**What needs to be done**
Print each line from the start of the records below up through the line where "query = black top" is found, exactly as given.

[Listed entries — start]

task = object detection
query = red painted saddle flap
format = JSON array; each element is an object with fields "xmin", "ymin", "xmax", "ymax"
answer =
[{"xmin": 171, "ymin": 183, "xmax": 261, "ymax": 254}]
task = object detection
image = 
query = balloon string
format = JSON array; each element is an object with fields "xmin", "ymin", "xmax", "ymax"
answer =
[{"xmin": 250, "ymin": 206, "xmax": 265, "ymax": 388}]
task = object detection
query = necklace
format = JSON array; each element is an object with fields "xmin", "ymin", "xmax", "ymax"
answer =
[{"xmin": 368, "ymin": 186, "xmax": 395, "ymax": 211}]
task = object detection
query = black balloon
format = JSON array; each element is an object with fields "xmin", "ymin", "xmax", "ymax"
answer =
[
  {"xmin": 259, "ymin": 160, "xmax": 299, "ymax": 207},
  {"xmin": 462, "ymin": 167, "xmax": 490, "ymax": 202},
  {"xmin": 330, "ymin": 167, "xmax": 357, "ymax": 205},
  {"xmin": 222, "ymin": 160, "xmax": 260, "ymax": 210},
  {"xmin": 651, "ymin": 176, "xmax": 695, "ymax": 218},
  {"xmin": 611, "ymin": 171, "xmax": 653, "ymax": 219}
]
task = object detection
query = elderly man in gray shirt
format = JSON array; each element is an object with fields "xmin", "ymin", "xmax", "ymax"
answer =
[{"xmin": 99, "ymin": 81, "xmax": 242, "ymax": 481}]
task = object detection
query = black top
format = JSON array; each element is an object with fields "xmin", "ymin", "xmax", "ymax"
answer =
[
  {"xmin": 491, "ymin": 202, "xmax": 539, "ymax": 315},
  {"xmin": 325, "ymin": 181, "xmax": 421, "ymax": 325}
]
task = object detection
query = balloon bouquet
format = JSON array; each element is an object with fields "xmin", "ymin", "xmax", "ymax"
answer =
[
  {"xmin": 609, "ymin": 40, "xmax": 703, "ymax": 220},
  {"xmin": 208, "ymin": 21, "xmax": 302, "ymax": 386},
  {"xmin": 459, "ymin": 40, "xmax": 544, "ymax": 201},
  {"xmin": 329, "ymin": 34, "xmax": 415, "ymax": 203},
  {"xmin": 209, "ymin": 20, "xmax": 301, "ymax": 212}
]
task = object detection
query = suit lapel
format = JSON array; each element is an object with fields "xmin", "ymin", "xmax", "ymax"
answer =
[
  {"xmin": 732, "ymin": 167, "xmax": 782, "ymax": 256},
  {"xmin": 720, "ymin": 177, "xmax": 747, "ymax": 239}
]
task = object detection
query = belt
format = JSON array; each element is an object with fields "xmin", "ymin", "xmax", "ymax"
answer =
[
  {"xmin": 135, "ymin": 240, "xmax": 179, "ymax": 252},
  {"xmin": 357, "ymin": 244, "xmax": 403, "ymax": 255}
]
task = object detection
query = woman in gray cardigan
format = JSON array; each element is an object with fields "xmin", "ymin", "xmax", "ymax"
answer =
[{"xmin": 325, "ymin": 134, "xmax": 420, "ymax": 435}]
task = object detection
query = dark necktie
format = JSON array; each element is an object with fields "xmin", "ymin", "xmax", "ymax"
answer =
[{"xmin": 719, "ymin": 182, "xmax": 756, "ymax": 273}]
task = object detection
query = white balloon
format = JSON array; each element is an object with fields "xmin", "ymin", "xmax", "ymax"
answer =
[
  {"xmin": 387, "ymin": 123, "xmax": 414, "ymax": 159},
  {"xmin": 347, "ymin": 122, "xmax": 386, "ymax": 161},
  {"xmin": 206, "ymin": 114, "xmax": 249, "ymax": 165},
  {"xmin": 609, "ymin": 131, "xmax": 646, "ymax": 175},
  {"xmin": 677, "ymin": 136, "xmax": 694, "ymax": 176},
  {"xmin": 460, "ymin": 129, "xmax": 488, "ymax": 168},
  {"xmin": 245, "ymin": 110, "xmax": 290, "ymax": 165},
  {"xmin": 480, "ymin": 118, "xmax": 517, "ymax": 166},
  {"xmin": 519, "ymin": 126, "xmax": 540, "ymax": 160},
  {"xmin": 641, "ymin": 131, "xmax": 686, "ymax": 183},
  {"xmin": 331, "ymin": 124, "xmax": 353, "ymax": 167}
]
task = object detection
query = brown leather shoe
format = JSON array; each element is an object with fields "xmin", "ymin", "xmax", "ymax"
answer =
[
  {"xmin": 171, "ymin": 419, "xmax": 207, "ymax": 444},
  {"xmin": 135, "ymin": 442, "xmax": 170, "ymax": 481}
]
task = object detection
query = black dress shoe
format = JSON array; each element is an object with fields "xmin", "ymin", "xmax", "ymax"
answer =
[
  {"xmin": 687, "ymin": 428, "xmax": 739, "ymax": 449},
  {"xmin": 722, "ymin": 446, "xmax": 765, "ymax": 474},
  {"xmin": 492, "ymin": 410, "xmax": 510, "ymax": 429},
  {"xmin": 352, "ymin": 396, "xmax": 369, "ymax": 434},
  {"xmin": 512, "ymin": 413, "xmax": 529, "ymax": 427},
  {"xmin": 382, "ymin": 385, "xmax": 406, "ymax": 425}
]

[Listed entries — finish]

**Exercise output**
task = object detection
query = red painted saddle flap
format = JSON array; each element is an object with fields "xmin", "ymin", "xmax", "ymax"
answer =
[{"xmin": 171, "ymin": 183, "xmax": 261, "ymax": 254}]
task = object detection
image = 
query = balloon string
format = JSON array; each element is an object with fields "xmin", "ymin", "xmax", "ymax"
answer =
[{"xmin": 250, "ymin": 206, "xmax": 265, "ymax": 388}]
task = object detection
query = necklace
format = JSON array; each element is an object with fields "xmin", "ymin", "xmax", "ymax"
answer =
[{"xmin": 368, "ymin": 186, "xmax": 395, "ymax": 211}]
task = object detection
query = black balloon
format = JSON array; each element is an object with fields "xmin", "ymin", "xmax", "ymax"
answer =
[
  {"xmin": 259, "ymin": 160, "xmax": 299, "ymax": 207},
  {"xmin": 462, "ymin": 167, "xmax": 490, "ymax": 202},
  {"xmin": 330, "ymin": 167, "xmax": 357, "ymax": 205},
  {"xmin": 222, "ymin": 160, "xmax": 260, "ymax": 210},
  {"xmin": 651, "ymin": 176, "xmax": 695, "ymax": 218},
  {"xmin": 611, "ymin": 171, "xmax": 653, "ymax": 219}
]
task = object detection
query = elderly man in gray shirt
format = JSON array; each element is an object with fields "xmin", "ymin", "xmax", "ymax"
answer =
[{"xmin": 99, "ymin": 81, "xmax": 242, "ymax": 481}]
task = object detection
query = black top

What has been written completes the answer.